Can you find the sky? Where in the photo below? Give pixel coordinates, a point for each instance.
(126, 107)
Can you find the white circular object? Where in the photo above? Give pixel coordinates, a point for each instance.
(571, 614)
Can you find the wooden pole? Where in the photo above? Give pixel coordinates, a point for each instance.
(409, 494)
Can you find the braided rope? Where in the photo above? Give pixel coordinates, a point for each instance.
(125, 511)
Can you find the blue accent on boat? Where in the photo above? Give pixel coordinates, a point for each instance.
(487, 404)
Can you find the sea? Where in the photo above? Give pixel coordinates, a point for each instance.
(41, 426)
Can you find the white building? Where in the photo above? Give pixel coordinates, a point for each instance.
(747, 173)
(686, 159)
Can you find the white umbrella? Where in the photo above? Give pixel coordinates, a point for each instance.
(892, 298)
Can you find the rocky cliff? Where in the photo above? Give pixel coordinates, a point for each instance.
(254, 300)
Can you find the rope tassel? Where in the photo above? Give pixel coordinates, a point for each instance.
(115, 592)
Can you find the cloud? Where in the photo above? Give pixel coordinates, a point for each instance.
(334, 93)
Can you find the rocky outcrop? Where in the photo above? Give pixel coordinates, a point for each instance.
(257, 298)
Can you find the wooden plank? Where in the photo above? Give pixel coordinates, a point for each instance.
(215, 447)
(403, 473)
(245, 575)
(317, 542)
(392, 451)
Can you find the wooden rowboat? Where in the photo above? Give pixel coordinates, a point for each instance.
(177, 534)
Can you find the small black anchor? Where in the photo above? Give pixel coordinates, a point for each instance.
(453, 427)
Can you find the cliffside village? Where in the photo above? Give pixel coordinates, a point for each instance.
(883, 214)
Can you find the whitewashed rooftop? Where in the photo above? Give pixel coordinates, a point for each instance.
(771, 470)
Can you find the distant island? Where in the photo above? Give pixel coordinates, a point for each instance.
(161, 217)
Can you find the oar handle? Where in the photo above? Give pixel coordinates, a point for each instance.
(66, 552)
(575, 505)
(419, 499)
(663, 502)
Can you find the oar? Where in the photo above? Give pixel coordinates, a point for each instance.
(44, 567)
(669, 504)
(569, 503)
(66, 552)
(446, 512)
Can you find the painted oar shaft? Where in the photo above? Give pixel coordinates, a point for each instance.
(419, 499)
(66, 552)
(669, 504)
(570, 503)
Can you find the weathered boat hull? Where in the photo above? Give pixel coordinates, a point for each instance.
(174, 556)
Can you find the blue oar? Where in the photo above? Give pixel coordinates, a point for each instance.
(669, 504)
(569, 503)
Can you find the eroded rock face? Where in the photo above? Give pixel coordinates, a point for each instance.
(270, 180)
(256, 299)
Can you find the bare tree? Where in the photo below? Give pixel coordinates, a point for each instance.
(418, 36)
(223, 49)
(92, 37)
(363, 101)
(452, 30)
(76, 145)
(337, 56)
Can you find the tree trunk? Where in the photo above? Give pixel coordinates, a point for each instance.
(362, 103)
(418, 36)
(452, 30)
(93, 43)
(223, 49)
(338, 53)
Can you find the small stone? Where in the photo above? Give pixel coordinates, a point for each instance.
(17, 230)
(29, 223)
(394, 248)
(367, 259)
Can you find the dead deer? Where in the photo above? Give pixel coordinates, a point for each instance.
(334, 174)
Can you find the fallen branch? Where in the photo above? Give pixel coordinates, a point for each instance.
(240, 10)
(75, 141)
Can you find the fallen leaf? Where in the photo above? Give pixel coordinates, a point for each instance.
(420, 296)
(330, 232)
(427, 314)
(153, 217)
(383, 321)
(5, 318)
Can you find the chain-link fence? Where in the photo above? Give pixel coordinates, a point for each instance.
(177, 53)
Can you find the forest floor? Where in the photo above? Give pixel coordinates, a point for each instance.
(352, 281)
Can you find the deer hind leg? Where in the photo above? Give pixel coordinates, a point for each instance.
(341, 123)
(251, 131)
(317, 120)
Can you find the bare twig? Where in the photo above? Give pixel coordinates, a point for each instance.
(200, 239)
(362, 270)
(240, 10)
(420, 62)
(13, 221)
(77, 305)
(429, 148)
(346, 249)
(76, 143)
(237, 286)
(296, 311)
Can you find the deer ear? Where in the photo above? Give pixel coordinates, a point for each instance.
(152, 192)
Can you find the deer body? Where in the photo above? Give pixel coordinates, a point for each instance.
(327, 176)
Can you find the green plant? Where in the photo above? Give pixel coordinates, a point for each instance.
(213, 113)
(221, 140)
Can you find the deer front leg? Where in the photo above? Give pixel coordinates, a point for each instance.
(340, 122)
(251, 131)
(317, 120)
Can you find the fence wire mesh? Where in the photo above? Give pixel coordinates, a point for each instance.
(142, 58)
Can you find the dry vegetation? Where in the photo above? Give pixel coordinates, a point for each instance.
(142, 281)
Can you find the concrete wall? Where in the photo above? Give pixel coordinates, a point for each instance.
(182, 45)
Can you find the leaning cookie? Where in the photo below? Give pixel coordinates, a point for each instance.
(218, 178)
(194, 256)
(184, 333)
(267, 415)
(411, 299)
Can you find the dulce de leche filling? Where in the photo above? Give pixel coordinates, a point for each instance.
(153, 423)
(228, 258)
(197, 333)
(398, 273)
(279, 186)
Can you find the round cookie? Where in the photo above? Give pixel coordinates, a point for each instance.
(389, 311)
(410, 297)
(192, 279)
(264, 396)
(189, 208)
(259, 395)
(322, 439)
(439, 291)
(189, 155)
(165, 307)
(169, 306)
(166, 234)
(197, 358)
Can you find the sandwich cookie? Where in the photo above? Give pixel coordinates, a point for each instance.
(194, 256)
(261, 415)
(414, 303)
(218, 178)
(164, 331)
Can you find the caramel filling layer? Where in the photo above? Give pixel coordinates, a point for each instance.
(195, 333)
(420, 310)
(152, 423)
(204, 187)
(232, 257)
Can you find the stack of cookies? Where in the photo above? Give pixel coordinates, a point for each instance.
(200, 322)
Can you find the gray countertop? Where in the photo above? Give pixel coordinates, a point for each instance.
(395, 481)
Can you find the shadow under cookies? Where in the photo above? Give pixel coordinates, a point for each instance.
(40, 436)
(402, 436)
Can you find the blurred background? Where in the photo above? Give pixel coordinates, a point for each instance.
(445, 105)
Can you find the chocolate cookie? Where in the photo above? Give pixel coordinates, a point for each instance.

----------------

### What you will do
Quote the whole material above word for word, from its first line through its last.

### Answer to the problem
Can you find the sky? Where in the photo below? Give pixel coordinates, a point for each instance.
(126, 107)
Can you find the white circular object? Where in the photo above? Give pixel coordinates, a point for each instance.
(571, 614)
Can you find the wooden pole? Where in the photo above? Give pixel coordinates, a point for each instance.
(409, 494)
Can you find the braided rope? Where in the photo above? Give pixel coordinates, a point for each instance.
(125, 511)
Can you find the blue accent on boat? Where in the photo above? Give pixel coordinates, a point for each instance.
(487, 404)
Can you find the sea? Where in the photo above? Give pixel coordinates, a point for each instance.
(41, 426)
Can you find the white building? Where in the photo above? Give pixel coordinates, a point for each instance.
(747, 173)
(686, 159)
Can you find the white umbrella? Where in the photo above? Give pixel coordinates, a point for each instance.
(892, 298)
Can you find the rocky cliff? Where in the photo above? Give pixel coordinates, a point for each instance.
(254, 300)
Can you find the rope tassel? Where in the photo above? Give pixel coordinates, a point for each instance.
(115, 592)
Can you find the cloud? Where in the photo above? Give pixel coordinates, a point for each instance.
(334, 93)
Can you find the rocky outcrop? Where in the photo above? Give pixel coordinates, a point for each instance.
(257, 298)
Can you find the wooden plank? Where in the photo above? Give pixel coordinates, a point for each instance.
(215, 447)
(403, 473)
(245, 575)
(317, 542)
(392, 451)
Can you find the wooden rowboat? Where in the photo above? Give pixel coordinates, a point for each instance.
(177, 534)
Can you find the small black anchor? Where in the photo above? Give pixel coordinates, a point for each instance.
(453, 427)
Can you find the cliffside village? Where in the photo above? Give pixel coordinates, a point for each instance.
(883, 214)
Can you find the whitewashed rooftop? Where in the photo above? Give pixel coordinates, a point for each instance.
(771, 470)
Can you find the distant island? Where in the photo above? Give pixel coordinates, a point for each instance.
(161, 217)
Can you find the oar handle? Where in the photo above? Give pixel coordinates, a point for each instance.
(66, 552)
(575, 505)
(419, 499)
(663, 502)
Can you find the oar? Where in the photo above? Give pixel coordinates, a point for each instance.
(44, 567)
(669, 504)
(569, 503)
(66, 552)
(446, 512)
Can you find the painted oar shaft? Where in the photo above? Give pixel coordinates, a point for each instance.
(419, 499)
(66, 552)
(669, 504)
(570, 503)
Can you find the weathered boat hull? Where in the photo above? Give pixel coordinates, a point for each instance.
(174, 556)
Can you find the blue oar? Where in the photo above? Give pixel coordinates, a point for each instance.
(669, 504)
(569, 503)
Can you find the eroded rock face? Where in the photo above? Give pixel coordinates, a point for each instance.
(270, 180)
(256, 299)
Can you find the bare tree? Where in the photo below? Give pixel coordinates, a point for each instance.
(418, 36)
(223, 49)
(92, 37)
(363, 101)
(452, 30)
(76, 145)
(337, 56)
Can you find the tree trunk? Where in the photo above? Give pixel coordinates, a point for each instance.
(362, 103)
(418, 36)
(452, 30)
(93, 43)
(223, 49)
(338, 53)
Can you find the small stone? Where in the photo above? Give pixel coordinates, a point for each instance.
(17, 230)
(29, 223)
(394, 248)
(367, 259)
Can you find the dead deer? Where in the photo above? Give pixel coordinates, a point for each instance.
(334, 174)
Can you find the fallen branch? Where in the photo above? Give pixel coordinates, a point for each instance.
(240, 10)
(75, 141)
Can you find the fallen leaf? Where in the photo above? Give pixel coordinates, a point for each instance.
(420, 296)
(330, 232)
(427, 314)
(153, 217)
(383, 321)
(5, 318)
Can you find the chain-link fence? Where in the photo above? Give pixel coordinates, a point for each instance.
(177, 53)
Can you find the forest floor? Where in the photo above? Give pixel coordinates, a point for each instance.
(352, 281)
Can you find the deer hind leg? Where in the photo above? Give pixel coordinates, a point for each instance.
(341, 123)
(251, 131)
(317, 120)
Can you find the bare twig? Where in the photo above? Give pixel coordinates, a point for each instance.
(200, 239)
(362, 270)
(240, 10)
(420, 62)
(13, 221)
(77, 305)
(429, 148)
(346, 249)
(76, 143)
(237, 286)
(296, 311)
Can you find the deer ear? Where in the photo above? Give pixel coordinates, a point for each instance.
(152, 192)
Can you find the deer body? Where in the photo above? Give pixel coordinates, a point for each instance.
(327, 176)
Can you find the green plant? Where in the photo above? Give pixel coordinates, a point for each instance.
(213, 113)
(221, 140)
Can you find the deer front leg? Where in the photo above? Give pixel coordinates, a point for each instance.
(340, 122)
(251, 131)
(317, 120)
Can you find the fence wire mesh? Where in the photo above? Give pixel coordinates, a point for each instance.
(142, 58)
Can you find the dry vegetation? Where in the photo above? Give pixel coordinates, a point for each instance.
(142, 281)
Can you find the concrete wall? Where in the photo above? Give pixel coordinates, a point for each instance.
(182, 45)
Can you find the leaning cookie? Where in the photo below? Give pixel coordinates, a point for each instance.
(218, 178)
(194, 256)
(184, 333)
(267, 415)
(411, 299)
Can you find the dulce de leche filling? Where in the photo above? Give pixel coordinates, a point for each instance.
(153, 423)
(228, 258)
(197, 333)
(398, 273)
(279, 186)
Can you find the round cookie? Where in the photo above? Give pixel coordinates, a point for each instance.
(389, 311)
(410, 297)
(192, 279)
(264, 396)
(189, 208)
(259, 395)
(322, 439)
(439, 291)
(189, 155)
(165, 307)
(169, 306)
(166, 234)
(197, 358)
Can you find the sandwich cookie? Where in the photo above? Give pixel coordinates, a point for each instance.
(194, 256)
(261, 415)
(414, 303)
(218, 178)
(164, 331)
Can you find the caramel filling layer? Where in the photo above? Give pixel coordinates, a point for each instance.
(195, 333)
(420, 310)
(152, 423)
(204, 187)
(232, 257)
Can you find the stack of cookies? Where in the photo above? Give pixel coordinates, a point for each instance.
(200, 322)
Can you find the gray countertop? Where in the photo above? Give pixel coordinates, a point for each instance.
(395, 481)
Can you find the shadow under cookies? Where in the photo above? Give pixel coordinates, a point for each instance.
(40, 436)
(402, 436)
Can you find the blurred background? Where in the photo above? Give pixel coordinates, a point for each instance.
(445, 105)
Can you find the chocolate cookie? Where in the photo above? Give pixel coordinates, a point for each instance.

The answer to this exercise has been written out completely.